Chlamydastis crateroptila

Scientific classification
- Kingdom: Animalia
- Phylum: Arthropoda
- Clade: Pancrustacea
- Class: Insecta
- Order: Lepidoptera
- Family: Depressariidae
- Genus: Chlamydastis
- Species: C. crateroptila
- Binomial name: Chlamydastis crateroptila (Meyrick, 1918)
- Synonyms: Ptilogenes crateroptila Meyrick, 1918;

= Chlamydastis crateroptila =

- Authority: (Meyrick, 1918)
- Synonyms: Ptilogenes crateroptila Meyrick, 1918

Species of moth

Chlamydastis crateroptila is a moth in the family Depressariidae. It was described by Edward Meyrick in 1918. It is found in French Guiana.

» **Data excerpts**
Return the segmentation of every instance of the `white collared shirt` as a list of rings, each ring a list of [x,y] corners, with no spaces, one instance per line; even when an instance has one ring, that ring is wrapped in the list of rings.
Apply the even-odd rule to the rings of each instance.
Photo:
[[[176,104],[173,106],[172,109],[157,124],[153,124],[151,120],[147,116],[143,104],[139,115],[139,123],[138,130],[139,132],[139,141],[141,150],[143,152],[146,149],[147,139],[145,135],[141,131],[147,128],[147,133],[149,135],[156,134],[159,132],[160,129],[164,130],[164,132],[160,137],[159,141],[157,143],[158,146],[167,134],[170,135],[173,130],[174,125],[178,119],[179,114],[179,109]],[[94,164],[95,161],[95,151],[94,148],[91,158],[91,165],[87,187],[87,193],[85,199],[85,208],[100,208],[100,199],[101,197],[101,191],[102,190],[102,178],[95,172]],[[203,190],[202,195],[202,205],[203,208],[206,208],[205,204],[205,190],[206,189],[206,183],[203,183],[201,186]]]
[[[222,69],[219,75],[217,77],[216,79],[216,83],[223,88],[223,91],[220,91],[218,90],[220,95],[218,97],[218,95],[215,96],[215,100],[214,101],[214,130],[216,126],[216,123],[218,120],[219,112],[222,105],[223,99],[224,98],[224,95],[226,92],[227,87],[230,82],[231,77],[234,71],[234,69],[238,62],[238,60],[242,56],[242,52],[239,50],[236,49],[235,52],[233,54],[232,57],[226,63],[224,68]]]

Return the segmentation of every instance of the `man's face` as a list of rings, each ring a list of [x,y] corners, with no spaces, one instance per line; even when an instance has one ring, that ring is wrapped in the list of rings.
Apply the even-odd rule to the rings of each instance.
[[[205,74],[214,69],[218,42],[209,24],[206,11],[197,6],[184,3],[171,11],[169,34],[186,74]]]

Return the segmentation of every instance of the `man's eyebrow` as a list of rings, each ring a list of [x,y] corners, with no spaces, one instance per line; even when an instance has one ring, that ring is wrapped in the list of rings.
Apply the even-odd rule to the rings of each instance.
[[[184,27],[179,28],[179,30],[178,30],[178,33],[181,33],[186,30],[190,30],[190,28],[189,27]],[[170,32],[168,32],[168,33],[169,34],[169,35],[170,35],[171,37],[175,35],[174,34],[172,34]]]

» **What this exercise asks**
A) From the article on Chlamydastis crateroptila, set down the stretch from "- Synonyms: Ptilogenes crateroptila Meyrick, 1918;" through "in French Guiana.".
B) According to the article on Chlamydastis crateroptila, where is this moth found?
C) Write what comes next in the article on Chlamydastis crateroptila, picking up after its final sentence.

» **Written responses**
A)
- Synonyms: Ptilogenes crateroptila Meyrick, 1918;

= Chlamydastis crateroptila =

- Authority: (Meyrick, 1918)
- Synonyms: Ptilogenes crateroptila Meyrick, 1918

Species of moth

Chlamydastis crateroptila is a moth in the family Depressariidae. It was described by Edward Meyrick in 1918. It is found in French Guiana.

B) It is found in French Guiana.

C)
The wingspan is about 14 mm. The forewings are white, slightly and very minutely speckled ochreous-grey and with a grey spot on the base of the costa and there is a dark grey spot on the costa at one-third, where some grey suffusion extends towards the base and there is a larger spot on the costa beyond the middle, the upper half dark grey, the lower greyish-ochreous and there are strong transverse whitish ridge-tufts above and below the middle at one-fourth. Two transversely placed confluent dots of grey irroration indicate the first discal stigma, extended by a grey shade to the dorsum and the second discal stigma is dot-like and blackish, with a transverse blotch of pale greyish-ochreous suffusion between this and the first, as well as a faint blotch of pale grey suffusion beyond this, and another on the dorsum beneath it. A hardly sinuate direct fine grey line runs from three-fourths of the costa to the dorsum before the tornus and the terminal area beyond this is suffused grey, in the disc irregularly sprinkled blackish. The hindwings are grey, anteriorly suffused whitish.